* [Records shown]:
---*---

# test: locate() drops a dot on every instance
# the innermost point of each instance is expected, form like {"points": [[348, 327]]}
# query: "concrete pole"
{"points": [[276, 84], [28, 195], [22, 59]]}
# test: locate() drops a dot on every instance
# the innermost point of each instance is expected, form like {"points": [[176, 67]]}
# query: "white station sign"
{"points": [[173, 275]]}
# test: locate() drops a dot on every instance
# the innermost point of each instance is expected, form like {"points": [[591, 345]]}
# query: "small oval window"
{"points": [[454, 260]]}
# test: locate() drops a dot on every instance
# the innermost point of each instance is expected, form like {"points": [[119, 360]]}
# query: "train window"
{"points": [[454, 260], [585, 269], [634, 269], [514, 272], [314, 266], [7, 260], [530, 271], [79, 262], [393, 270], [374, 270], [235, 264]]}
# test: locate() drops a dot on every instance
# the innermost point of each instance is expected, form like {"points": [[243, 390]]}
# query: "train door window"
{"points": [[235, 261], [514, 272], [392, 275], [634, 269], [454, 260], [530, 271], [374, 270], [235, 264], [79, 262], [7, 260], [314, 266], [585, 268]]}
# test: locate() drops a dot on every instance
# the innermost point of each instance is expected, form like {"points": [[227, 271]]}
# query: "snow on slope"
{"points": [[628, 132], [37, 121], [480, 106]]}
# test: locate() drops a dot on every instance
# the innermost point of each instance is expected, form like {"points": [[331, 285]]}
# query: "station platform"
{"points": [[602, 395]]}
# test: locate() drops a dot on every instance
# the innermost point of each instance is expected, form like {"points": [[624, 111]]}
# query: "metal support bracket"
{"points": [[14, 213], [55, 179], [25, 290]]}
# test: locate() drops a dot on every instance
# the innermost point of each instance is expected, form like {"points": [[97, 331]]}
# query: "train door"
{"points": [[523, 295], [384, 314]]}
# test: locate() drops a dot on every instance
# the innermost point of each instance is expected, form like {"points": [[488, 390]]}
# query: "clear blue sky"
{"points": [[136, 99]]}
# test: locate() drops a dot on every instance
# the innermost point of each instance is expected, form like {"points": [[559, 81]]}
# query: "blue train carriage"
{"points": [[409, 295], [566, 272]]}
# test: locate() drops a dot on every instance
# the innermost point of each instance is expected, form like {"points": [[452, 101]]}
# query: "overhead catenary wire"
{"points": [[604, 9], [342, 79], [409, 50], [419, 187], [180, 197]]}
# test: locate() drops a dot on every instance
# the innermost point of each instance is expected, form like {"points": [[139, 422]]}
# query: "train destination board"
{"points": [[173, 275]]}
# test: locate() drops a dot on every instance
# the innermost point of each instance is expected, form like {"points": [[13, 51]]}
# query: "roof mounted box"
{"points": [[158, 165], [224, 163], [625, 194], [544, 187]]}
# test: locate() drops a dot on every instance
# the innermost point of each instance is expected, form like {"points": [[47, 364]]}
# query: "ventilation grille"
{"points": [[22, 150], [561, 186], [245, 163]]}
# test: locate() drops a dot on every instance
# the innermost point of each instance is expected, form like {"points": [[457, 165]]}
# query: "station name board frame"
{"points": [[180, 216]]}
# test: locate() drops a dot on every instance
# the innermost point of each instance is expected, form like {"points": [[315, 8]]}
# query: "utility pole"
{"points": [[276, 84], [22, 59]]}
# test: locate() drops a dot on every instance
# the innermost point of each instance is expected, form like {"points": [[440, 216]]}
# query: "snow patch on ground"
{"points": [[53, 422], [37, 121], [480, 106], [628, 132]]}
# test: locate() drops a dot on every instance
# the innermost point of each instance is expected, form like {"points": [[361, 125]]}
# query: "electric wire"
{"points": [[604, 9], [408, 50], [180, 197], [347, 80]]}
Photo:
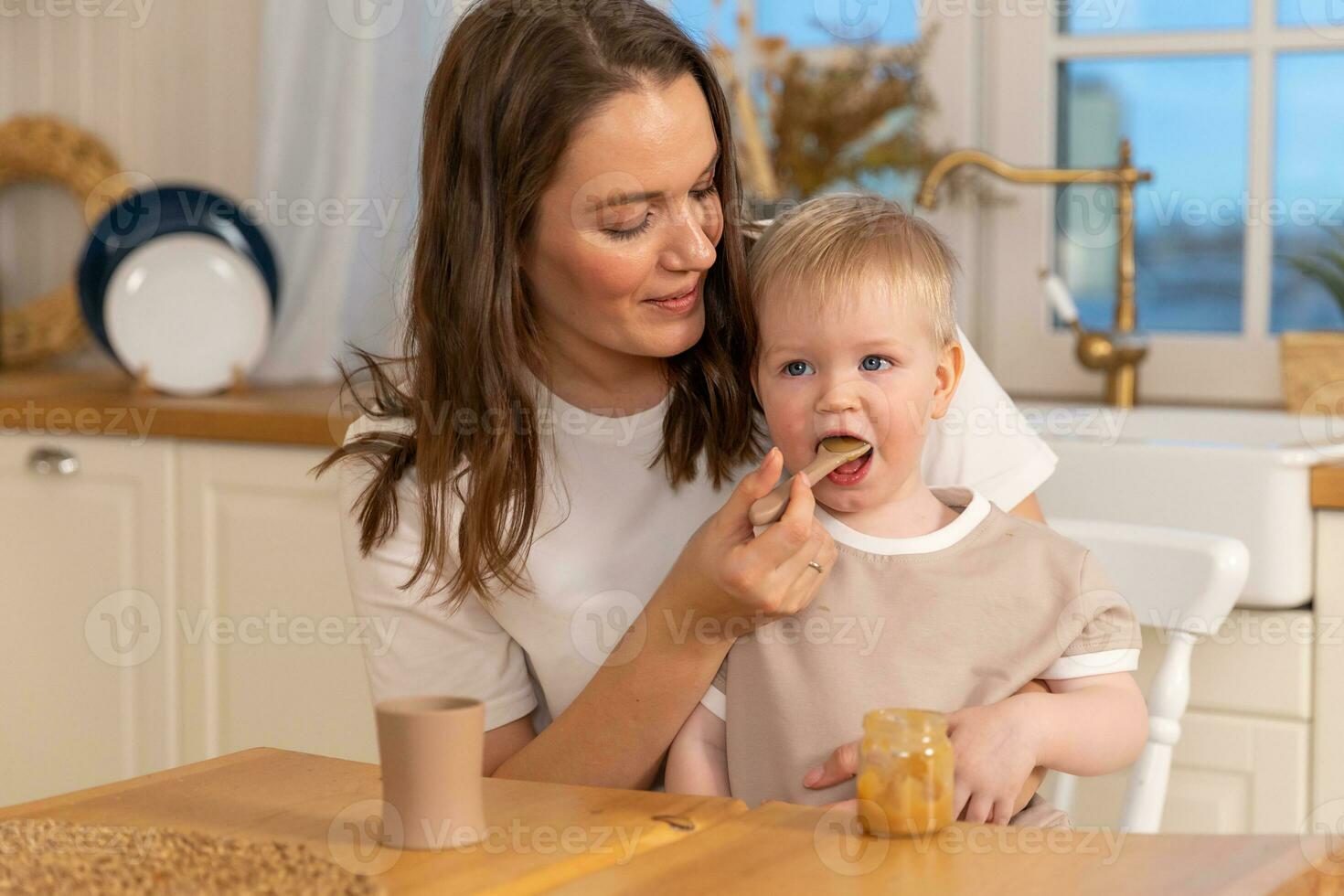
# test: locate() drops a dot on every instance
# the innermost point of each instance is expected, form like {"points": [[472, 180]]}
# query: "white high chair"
{"points": [[1183, 583]]}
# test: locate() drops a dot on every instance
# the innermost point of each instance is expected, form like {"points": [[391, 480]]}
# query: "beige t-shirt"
{"points": [[964, 615]]}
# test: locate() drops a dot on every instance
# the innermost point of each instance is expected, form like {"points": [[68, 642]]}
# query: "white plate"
{"points": [[190, 309]]}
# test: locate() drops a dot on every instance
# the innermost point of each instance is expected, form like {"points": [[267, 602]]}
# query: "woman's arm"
{"points": [[617, 731]]}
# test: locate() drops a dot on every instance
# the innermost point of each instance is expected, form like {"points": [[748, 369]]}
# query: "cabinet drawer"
{"points": [[1230, 775]]}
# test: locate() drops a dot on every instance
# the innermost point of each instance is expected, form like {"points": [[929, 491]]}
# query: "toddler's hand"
{"points": [[995, 752]]}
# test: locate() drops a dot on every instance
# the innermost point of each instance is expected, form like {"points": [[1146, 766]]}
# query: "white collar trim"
{"points": [[976, 511]]}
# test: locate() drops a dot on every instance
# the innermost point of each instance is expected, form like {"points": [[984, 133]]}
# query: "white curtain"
{"points": [[342, 93]]}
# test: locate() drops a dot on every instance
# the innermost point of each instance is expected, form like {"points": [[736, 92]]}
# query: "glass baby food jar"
{"points": [[905, 773]]}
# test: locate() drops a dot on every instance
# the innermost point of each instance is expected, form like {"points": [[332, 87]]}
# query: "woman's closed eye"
{"points": [[631, 232]]}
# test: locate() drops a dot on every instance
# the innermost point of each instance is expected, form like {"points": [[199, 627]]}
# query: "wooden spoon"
{"points": [[831, 453]]}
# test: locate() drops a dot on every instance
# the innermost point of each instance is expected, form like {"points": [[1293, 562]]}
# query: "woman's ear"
{"points": [[952, 361]]}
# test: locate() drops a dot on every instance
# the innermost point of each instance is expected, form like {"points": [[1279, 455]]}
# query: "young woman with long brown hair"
{"points": [[540, 492]]}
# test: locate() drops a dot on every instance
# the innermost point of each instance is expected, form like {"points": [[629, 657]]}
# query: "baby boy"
{"points": [[960, 604]]}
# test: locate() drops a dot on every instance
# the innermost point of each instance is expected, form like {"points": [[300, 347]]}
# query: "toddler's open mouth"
{"points": [[851, 472]]}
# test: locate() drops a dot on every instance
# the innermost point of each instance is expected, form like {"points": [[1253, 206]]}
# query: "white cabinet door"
{"points": [[271, 650], [85, 529], [1230, 775]]}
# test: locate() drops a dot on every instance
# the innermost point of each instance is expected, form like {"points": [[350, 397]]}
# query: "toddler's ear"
{"points": [[952, 361]]}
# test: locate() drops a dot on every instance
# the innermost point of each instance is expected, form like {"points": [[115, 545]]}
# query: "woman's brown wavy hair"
{"points": [[517, 78]]}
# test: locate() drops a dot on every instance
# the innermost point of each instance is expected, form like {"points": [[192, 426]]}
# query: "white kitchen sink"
{"points": [[1226, 472]]}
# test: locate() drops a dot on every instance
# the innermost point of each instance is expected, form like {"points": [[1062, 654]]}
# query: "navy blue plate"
{"points": [[148, 215]]}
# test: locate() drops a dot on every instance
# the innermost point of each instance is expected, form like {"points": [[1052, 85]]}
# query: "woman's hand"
{"points": [[741, 581]]}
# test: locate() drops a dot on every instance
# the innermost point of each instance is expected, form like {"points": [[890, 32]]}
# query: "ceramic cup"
{"points": [[431, 752]]}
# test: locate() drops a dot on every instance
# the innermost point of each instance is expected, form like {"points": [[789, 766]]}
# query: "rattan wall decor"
{"points": [[53, 151]]}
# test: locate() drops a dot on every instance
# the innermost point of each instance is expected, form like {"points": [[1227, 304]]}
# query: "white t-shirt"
{"points": [[609, 531]]}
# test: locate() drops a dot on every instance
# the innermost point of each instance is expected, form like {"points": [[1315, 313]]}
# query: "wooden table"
{"points": [[589, 840], [539, 836]]}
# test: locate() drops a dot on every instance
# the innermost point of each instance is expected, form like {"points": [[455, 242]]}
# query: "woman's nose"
{"points": [[689, 246]]}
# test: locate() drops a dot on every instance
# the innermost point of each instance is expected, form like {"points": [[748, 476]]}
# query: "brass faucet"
{"points": [[1120, 351]]}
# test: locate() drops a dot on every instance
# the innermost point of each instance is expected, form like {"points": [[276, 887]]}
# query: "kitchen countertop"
{"points": [[108, 403], [594, 840]]}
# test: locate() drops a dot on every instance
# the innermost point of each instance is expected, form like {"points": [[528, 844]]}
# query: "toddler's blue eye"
{"points": [[874, 363]]}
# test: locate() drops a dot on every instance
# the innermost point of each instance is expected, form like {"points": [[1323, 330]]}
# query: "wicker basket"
{"points": [[1313, 372]]}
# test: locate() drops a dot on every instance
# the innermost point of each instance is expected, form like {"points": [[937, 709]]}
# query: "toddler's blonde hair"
{"points": [[832, 243]]}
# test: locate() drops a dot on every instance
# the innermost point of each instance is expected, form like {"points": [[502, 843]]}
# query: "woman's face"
{"points": [[626, 229]]}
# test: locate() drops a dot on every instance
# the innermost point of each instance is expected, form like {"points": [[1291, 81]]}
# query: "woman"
{"points": [[549, 475]]}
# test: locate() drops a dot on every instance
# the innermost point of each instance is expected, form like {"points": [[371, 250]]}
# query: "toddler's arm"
{"points": [[1089, 726], [698, 762]]}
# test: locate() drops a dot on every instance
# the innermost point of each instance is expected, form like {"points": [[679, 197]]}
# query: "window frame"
{"points": [[1020, 343]]}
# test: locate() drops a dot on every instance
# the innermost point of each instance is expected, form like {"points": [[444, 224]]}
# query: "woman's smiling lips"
{"points": [[679, 304]]}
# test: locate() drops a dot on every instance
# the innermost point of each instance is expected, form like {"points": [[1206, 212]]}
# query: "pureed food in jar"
{"points": [[905, 773]]}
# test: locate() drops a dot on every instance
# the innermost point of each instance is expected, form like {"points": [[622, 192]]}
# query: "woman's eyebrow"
{"points": [[626, 199]]}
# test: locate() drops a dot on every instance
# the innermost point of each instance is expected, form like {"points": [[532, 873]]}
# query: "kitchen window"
{"points": [[1237, 108]]}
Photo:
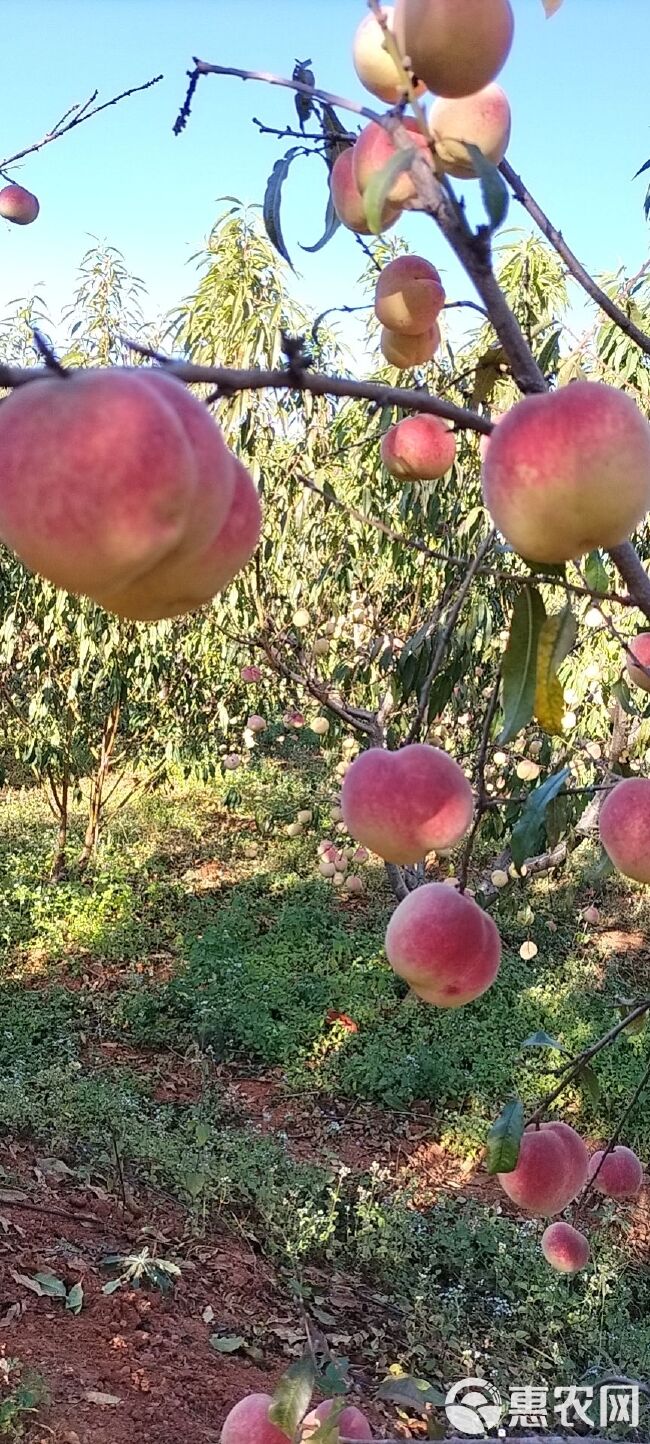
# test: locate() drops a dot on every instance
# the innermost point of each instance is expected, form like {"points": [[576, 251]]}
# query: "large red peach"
{"points": [[444, 946], [351, 1423], [348, 201], [374, 148], [421, 448], [551, 1170], [568, 471], [249, 1423], [624, 826], [637, 662], [565, 1248], [18, 205], [454, 46], [620, 1176], [477, 120], [171, 589], [100, 475], [406, 803], [373, 62], [406, 351], [409, 295]]}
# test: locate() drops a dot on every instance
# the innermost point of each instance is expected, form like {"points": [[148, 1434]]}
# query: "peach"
{"points": [[409, 295], [444, 946], [175, 588], [565, 1248], [406, 351], [620, 1176], [478, 120], [421, 448], [639, 653], [351, 1423], [373, 64], [402, 805], [100, 475], [249, 1423], [568, 471], [551, 1168], [348, 201], [18, 205], [374, 148], [454, 46], [624, 826]]}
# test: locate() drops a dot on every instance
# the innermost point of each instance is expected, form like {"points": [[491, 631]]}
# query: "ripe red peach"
{"points": [[172, 589], [565, 1248], [639, 653], [373, 62], [406, 351], [624, 826], [620, 1174], [18, 205], [348, 201], [421, 448], [568, 471], [551, 1170], [444, 946], [100, 475], [351, 1423], [478, 120], [374, 148], [409, 295], [454, 46], [249, 1423], [406, 803]]}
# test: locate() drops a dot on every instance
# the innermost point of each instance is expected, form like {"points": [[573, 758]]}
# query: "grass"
{"points": [[205, 930]]}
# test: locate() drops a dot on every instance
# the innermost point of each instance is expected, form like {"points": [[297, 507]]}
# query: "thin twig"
{"points": [[595, 292], [81, 114]]}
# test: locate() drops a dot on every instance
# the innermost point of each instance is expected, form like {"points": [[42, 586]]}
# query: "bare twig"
{"points": [[81, 113]]}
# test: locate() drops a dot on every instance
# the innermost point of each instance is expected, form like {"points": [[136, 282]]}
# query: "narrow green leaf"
{"points": [[542, 1040], [331, 227], [380, 186], [590, 1082], [409, 1392], [75, 1298], [504, 1138], [494, 191], [529, 833], [595, 572], [270, 210], [520, 662], [292, 1397]]}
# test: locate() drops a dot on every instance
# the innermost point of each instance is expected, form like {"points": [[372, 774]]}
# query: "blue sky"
{"points": [[577, 84]]}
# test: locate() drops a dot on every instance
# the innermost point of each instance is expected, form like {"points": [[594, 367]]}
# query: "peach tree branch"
{"points": [[80, 113], [574, 266]]}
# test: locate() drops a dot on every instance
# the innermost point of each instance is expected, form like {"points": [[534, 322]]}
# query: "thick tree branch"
{"points": [[571, 262]]}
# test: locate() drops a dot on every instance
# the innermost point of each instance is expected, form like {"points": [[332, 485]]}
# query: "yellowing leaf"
{"points": [[556, 637]]}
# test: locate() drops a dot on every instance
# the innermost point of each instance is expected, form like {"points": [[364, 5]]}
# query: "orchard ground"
{"points": [[205, 1054]]}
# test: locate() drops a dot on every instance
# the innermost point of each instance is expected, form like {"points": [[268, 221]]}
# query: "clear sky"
{"points": [[581, 127]]}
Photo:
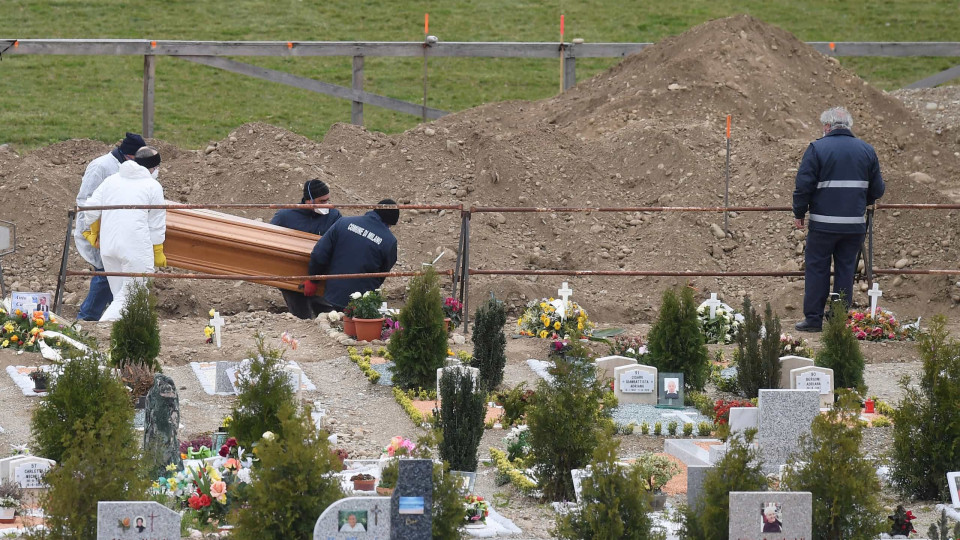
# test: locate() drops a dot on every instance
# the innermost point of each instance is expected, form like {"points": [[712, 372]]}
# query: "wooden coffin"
{"points": [[217, 243]]}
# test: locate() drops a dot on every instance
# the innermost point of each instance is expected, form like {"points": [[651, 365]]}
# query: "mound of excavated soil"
{"points": [[647, 132]]}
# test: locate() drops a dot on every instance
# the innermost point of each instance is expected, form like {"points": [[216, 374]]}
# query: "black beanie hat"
{"points": [[390, 216], [314, 189], [131, 143]]}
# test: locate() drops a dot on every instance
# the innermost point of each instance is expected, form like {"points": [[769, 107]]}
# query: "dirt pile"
{"points": [[647, 132]]}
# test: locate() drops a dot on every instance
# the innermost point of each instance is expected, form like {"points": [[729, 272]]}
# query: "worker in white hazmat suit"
{"points": [[130, 240]]}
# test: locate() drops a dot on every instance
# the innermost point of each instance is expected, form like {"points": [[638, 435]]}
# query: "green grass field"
{"points": [[45, 99]]}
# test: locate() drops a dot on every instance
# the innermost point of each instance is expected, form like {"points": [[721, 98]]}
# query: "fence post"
{"points": [[149, 74], [356, 110]]}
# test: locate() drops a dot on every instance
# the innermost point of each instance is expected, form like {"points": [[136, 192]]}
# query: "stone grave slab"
{"points": [[410, 505], [815, 378], [139, 520], [607, 365], [635, 383], [785, 415], [355, 517], [791, 362], [771, 515]]}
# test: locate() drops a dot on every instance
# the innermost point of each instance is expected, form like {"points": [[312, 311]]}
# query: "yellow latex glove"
{"points": [[93, 234], [159, 259]]}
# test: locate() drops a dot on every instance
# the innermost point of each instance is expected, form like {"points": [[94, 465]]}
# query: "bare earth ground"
{"points": [[647, 132]]}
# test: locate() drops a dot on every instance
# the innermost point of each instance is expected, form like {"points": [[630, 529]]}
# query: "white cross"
{"points": [[564, 292], [713, 303], [874, 294], [217, 322]]}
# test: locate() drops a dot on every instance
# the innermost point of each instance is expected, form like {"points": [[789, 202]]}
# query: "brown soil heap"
{"points": [[649, 131]]}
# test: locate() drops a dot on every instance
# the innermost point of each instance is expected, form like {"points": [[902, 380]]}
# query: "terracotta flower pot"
{"points": [[349, 328], [368, 329]]}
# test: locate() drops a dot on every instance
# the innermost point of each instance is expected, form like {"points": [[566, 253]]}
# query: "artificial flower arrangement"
{"points": [[21, 331], [365, 305], [722, 327], [542, 319], [880, 326], [791, 346], [477, 509], [453, 310]]}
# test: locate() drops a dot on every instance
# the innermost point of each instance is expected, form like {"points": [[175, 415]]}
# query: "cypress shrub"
{"points": [[81, 393], [261, 395], [610, 506], [676, 343], [846, 501], [420, 346], [840, 350], [490, 343], [291, 486], [462, 411], [738, 470], [567, 422], [135, 336], [926, 425]]}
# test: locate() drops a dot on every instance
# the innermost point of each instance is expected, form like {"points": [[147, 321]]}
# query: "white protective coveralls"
{"points": [[97, 171], [127, 237]]}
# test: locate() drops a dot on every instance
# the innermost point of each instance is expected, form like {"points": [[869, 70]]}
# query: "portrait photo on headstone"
{"points": [[352, 521], [771, 517]]}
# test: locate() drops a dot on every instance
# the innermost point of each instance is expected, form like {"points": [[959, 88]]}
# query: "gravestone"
{"points": [[412, 500], [670, 394], [136, 520], [472, 371], [371, 519], [771, 515], [635, 384], [814, 378], [785, 415], [161, 421], [607, 365], [788, 363]]}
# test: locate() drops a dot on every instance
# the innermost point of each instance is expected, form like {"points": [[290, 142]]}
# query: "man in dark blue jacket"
{"points": [[314, 221], [837, 179], [354, 245]]}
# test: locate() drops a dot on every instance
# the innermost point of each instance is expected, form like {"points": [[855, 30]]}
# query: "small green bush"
{"points": [[420, 346], [462, 411], [610, 504], [490, 342], [738, 470], [292, 485], [82, 392], [840, 350], [135, 336], [829, 464], [926, 426], [567, 422], [261, 394], [676, 343]]}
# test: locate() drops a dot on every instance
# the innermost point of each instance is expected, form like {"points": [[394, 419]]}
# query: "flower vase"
{"points": [[368, 329]]}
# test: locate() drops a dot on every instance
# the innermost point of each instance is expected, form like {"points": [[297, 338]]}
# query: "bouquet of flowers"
{"points": [[790, 345], [453, 310], [722, 327], [878, 326], [542, 319], [477, 509], [366, 305]]}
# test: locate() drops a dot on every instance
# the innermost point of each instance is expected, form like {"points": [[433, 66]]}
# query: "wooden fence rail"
{"points": [[211, 52]]}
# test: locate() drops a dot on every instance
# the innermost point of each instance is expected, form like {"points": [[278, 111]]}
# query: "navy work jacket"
{"points": [[838, 177], [353, 245]]}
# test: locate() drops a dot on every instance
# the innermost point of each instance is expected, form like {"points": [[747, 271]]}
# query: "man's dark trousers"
{"points": [[821, 248]]}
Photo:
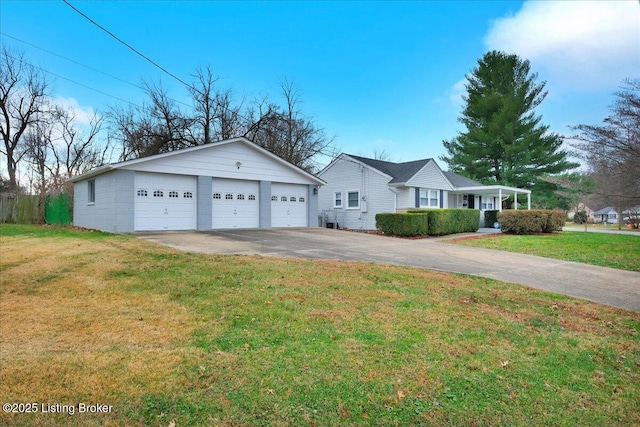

---*---

* [Task]: Identify every line in the listing above that contains the word "branch", and copy each of those lines.

* [Solution for this exercise]:
# query: "peach tree branch"
# query: "thick tree branch"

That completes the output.